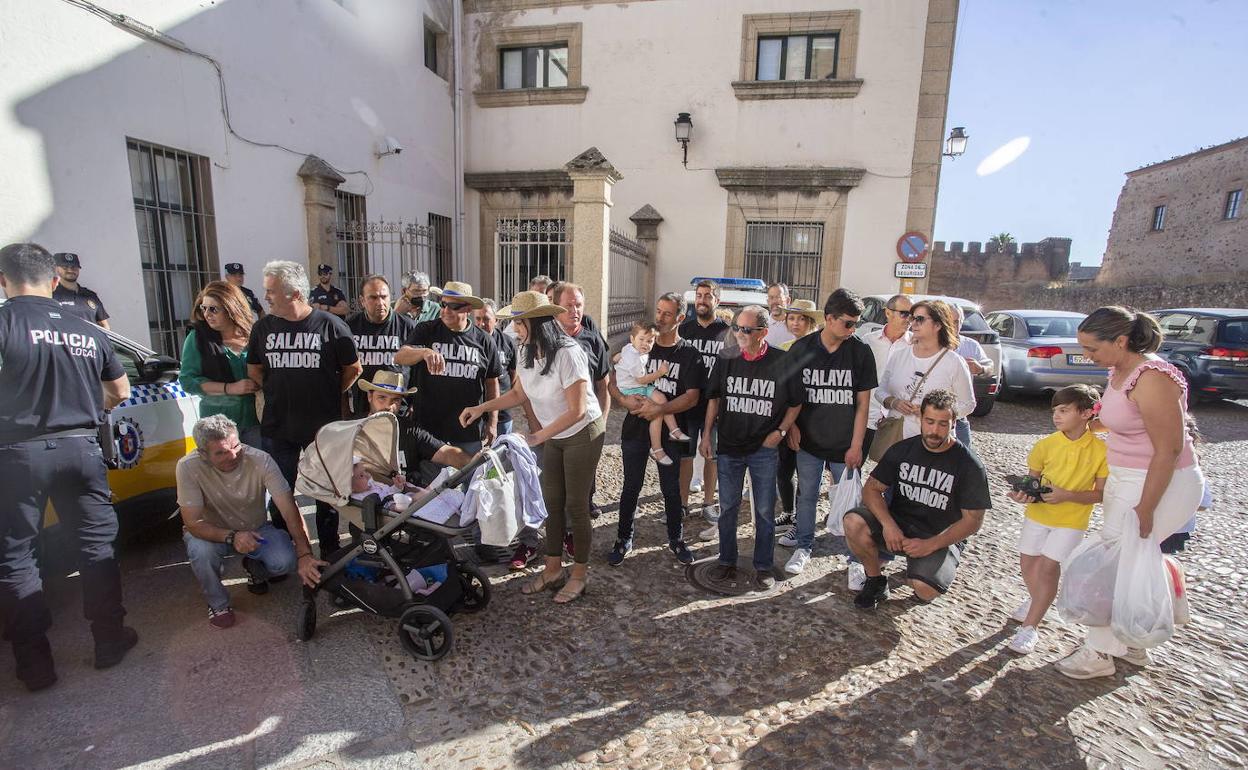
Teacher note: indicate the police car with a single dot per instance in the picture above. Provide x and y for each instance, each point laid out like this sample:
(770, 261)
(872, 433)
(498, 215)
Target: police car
(152, 432)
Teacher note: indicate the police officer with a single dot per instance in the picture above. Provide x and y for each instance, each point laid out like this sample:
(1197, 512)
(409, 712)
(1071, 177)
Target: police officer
(325, 296)
(235, 275)
(78, 300)
(51, 403)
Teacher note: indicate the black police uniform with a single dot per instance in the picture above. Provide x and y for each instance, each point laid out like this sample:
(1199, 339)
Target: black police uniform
(51, 365)
(84, 303)
(252, 301)
(327, 297)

□ □ □

* **Work to complete**: Please retype every line above word for word, leaving out the picture.

* **Solution**:
Teacher note: indicate the police car with a single dot per instance in the picture above. Provide x and y for each instance, each point laid out like this sample:
(770, 261)
(872, 433)
(498, 215)
Target: police car
(152, 432)
Teacher note: indicate the police officer with a single dot per instance in the picture above. Provide x and y for each instance, each point laid out like this sample:
(1197, 512)
(409, 712)
(1071, 177)
Target: police officer
(325, 296)
(235, 275)
(78, 300)
(51, 403)
Teacher note: indicate the black police uniform with a single dot per instance in the picture above. Provide x and y for each instance, each point laid out like this sample:
(1199, 339)
Target: black police uniform
(51, 365)
(84, 303)
(252, 301)
(327, 297)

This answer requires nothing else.